[Text under study]
---*---

The effects of interests in this study were narrative story responses to the seven attachment pictures. We calculated the contrast picture presentation for each subject during speech (regressor 2) + picture presentation before the subjects start to speak (regressor 1) vs. baseline (fixation cross), thereby including potential mental processes before the actual speaking phase starts. For each subject, contrasts for single pictures were calculated, that is, seven contrasts for the attachment pictures ordered 1–7.
A within subject repeated measures ANOVA with three groups (resolved healthy controls, unresolved healthy controls and unresolved BPD patients) and seven repeated measurements was calculated as a second level analysis in order to test for effects of group and attachment classification. The AAP is designed to activate the attachment system increasingly from picture 1–7. The contrast of interest within each group was labeled “AAP effect” (–3 –2 –1 0 1 2 3), in accordance with the results of our pilot study (Buchheim et al., 2006a). t-statistics for each voxel were set at a threshold of p < 0.001 uncorrected for multiple comparisons and a cluster threshold of p < 0.05. We allowed a small volume correction for regions of interest with family wise error correction of p < 0.05 for those regions for which we had a priori hypotheses (amygdala, DLPFC, dorsal anterior cingulate) using a radial sphere of 10 mm (amygdala) and 20 mm (DLPFC, dACC), respectively. Talairach and Tournoux (1988) and Duvernoy (1999) atlases were used to identify all brain areas.
Results
Behavioral Data
Borderline patients differed significantly from controls in all clinical scales (Table 1). As expected, the majority of the BPD patients were judged unresolved (11/13, 85%) in the AAP. Ten of seventeen (59%) controls were judged resolved and seven (41%) were judged as unresolved. In the fMRI data analysis, we included 11 patients (all coded as unresolved) and 17 controls (n = 7 unresolved, n = 10 organized: n = 6 secure, n = 4 dismissing, no preoccupied subjects). The overall distribution of attachment status differed significantly between borderline patients and controls (Fisher’s exact test, p = 0.026).
Neuroimaging Data
Both control and patient groups showed activations in bilateral occipital cortex, bilateral superior medial frontal cortex, bilateral precentral and left inferior frontal gyrus for the main effect of picture presentation and bilateral medial and superior temporal gyrus, bilateral precentral gyrus, medial occipital gyrus and cerebellum for the main effect of speech production.
The goal of the neuroimaging analysis was to examine the AAP effect (increasing attachment activation during the task) in control and borderline subjects. The first analysis examined the AAP effect for the control group. Three regions showed increasing activation during the task: right amygdala, right DLPFC and mPFC in the rostral cingulate zone (RCZ; Table 3). The second analysis compared all controls with all patients. We found a significantly stronger activation of the RCZ in the healthy controls and a significantly stronger activation of the right amygdala in the patient group. The third analysis examined these three regions in order to understand the contribution of attachment status and diagnosis to these activations. This analysis was performed by contrasting the three subgroups of our sample with each other (Figure 2).

---*---

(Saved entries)
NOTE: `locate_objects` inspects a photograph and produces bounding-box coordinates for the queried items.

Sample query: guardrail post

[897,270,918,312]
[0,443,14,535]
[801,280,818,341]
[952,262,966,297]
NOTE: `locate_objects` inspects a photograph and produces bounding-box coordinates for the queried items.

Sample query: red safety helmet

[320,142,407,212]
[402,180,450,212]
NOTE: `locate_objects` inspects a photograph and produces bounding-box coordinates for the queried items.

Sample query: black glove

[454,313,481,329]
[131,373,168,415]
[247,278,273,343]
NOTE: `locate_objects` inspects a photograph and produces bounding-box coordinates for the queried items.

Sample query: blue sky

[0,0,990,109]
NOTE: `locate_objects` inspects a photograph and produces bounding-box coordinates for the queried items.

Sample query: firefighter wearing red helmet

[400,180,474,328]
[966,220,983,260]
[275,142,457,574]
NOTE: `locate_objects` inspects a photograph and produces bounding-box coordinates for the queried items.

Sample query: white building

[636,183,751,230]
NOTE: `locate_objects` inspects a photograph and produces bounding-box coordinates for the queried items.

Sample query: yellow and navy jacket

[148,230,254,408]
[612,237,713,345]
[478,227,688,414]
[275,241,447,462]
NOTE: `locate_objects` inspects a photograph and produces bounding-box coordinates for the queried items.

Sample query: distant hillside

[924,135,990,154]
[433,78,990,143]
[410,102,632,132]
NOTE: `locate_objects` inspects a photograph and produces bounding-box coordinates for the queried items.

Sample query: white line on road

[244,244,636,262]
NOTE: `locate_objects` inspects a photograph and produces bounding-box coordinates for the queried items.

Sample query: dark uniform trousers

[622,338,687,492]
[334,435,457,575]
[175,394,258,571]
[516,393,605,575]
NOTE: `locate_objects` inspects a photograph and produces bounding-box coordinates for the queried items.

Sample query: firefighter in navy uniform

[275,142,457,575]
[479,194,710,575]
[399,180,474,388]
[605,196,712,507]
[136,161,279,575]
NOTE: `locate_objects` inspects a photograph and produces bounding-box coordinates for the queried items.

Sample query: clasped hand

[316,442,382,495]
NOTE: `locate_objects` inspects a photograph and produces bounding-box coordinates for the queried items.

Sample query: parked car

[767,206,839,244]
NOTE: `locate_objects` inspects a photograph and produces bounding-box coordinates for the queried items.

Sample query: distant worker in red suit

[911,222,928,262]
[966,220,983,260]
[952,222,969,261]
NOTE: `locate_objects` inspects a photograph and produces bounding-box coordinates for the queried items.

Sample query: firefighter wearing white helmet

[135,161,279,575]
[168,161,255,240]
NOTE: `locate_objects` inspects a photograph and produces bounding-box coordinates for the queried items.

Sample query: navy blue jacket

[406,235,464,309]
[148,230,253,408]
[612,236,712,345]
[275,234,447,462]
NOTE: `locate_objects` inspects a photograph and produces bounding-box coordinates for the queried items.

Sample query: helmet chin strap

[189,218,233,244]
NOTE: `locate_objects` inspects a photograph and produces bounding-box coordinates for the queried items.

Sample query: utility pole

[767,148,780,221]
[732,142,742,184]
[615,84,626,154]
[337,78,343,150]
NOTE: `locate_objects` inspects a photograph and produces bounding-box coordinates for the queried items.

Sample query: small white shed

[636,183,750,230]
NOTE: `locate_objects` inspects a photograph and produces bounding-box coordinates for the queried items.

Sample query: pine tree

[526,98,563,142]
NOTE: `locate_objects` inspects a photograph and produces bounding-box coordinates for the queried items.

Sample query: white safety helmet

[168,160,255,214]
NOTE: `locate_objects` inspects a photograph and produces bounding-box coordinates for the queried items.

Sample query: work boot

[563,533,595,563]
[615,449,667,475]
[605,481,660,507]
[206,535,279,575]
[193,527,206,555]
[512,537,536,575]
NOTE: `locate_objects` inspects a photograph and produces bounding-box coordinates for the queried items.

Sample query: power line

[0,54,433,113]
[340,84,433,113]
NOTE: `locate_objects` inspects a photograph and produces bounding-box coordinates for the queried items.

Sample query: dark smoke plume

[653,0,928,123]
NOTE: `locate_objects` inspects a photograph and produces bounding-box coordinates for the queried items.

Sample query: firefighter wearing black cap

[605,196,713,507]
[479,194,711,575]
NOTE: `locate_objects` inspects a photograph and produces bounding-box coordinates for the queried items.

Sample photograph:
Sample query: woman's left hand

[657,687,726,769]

---*---

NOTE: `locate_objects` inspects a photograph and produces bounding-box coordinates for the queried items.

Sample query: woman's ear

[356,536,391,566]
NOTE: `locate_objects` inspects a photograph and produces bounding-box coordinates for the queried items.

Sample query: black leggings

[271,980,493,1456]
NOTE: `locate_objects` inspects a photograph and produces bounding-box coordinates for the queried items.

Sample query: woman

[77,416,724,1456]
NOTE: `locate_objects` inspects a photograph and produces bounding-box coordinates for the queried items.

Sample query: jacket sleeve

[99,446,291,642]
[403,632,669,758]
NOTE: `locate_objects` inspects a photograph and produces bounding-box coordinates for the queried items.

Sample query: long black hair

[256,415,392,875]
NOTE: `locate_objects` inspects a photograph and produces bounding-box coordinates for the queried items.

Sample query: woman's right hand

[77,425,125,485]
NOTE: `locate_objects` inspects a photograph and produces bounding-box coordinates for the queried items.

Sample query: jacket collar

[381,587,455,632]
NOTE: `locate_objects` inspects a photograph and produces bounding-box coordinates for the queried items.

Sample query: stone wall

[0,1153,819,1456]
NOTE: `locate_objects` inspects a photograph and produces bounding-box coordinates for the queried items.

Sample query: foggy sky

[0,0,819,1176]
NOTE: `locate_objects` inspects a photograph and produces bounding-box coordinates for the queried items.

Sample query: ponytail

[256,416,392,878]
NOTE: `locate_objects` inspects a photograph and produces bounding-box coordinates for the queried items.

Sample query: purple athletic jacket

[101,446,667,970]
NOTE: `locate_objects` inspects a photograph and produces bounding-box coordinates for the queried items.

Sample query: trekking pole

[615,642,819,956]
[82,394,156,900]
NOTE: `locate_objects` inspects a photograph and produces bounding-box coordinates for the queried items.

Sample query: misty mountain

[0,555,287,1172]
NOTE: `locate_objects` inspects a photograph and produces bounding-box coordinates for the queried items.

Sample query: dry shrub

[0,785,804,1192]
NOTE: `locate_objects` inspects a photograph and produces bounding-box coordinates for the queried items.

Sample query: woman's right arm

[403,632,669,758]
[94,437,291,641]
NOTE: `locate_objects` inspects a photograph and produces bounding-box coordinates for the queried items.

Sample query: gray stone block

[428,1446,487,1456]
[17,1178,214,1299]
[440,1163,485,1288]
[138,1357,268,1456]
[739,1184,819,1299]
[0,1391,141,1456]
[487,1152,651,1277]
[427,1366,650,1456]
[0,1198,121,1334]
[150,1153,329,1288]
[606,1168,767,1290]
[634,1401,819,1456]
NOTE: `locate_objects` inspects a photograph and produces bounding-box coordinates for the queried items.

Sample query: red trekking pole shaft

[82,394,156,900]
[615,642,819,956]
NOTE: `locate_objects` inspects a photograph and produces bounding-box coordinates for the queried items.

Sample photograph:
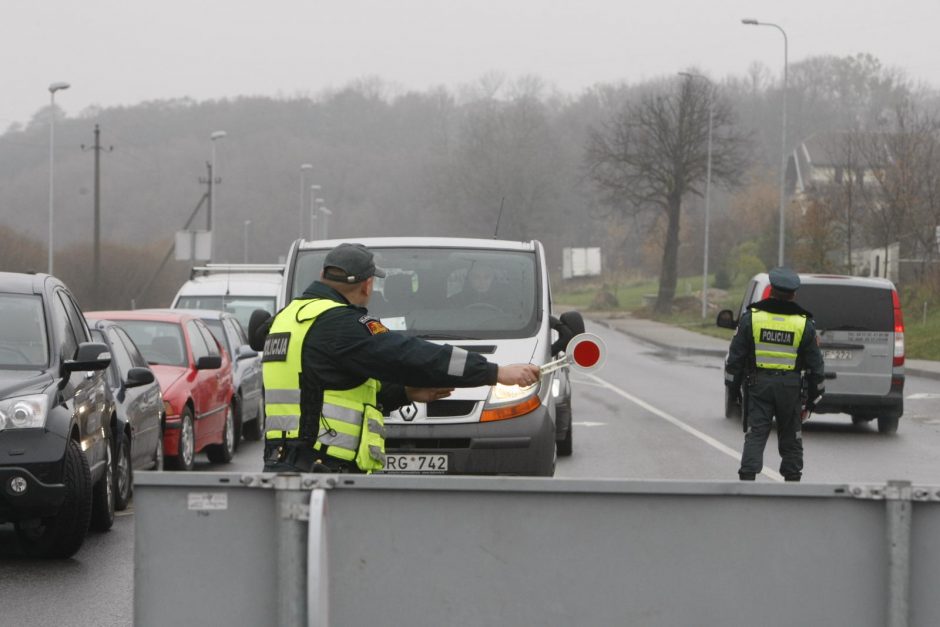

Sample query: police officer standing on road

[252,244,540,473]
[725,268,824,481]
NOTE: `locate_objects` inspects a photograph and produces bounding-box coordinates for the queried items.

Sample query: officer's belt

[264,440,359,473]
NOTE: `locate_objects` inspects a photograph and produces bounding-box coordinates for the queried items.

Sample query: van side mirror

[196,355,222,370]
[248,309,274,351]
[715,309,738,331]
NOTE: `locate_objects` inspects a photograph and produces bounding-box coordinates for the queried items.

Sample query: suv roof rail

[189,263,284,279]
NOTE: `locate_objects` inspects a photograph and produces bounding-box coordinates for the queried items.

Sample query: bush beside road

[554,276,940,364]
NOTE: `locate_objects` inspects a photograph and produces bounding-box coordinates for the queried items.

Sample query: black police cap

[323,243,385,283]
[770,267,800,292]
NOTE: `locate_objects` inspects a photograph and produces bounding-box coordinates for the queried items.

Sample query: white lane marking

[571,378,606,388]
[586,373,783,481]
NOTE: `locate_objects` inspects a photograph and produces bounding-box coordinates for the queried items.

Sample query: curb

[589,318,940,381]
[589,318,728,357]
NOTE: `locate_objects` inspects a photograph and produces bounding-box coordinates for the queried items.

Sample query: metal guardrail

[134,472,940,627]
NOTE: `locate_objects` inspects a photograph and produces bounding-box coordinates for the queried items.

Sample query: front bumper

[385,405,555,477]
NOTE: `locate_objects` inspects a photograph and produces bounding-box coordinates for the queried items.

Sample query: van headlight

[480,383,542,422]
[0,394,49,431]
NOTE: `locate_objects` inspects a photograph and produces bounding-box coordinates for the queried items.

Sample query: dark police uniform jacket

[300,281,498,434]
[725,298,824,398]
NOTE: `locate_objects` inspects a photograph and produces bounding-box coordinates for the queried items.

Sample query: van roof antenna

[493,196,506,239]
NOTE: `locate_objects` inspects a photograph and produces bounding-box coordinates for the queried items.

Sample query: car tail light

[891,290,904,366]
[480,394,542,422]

---*---

[Questions on the material]
(A) According to the study excerpt, how many of the BPD patients were judged unresolved in the AAP?
(B) Translate this sentence from the study excerpt into Spanish: "Talairach and Tournoux (1988) and Duvernoy (1999) atlases were used to identify all brain areas."
(C) Reproduce the part of the study excerpt between "The effects of" and "pictures ordered 1–7.", inclusive.
The data have no connection to the study excerpt.

[Answer list]
(A) Eleven of thirteen (85%).

(B) Se utilizaron los atlas de Talairach y Tournoux (1988) y de Duvernoy (1999) para identificar todas las áreas cerebrales.

(C)
The effects of interests in this study were narrative story responses to the seven attachment pictures. We calculated the contrast picture presentation for each subject during speech (regressor 2) + picture presentation before the subjects start to speak (regressor 1) vs. baseline (fixation cross), thereby including potential mental processes before the actual speaking phase starts. For each subject, contrasts for single pictures were calculated, that is, seven contrasts for the attachment pictures ordered 1–7.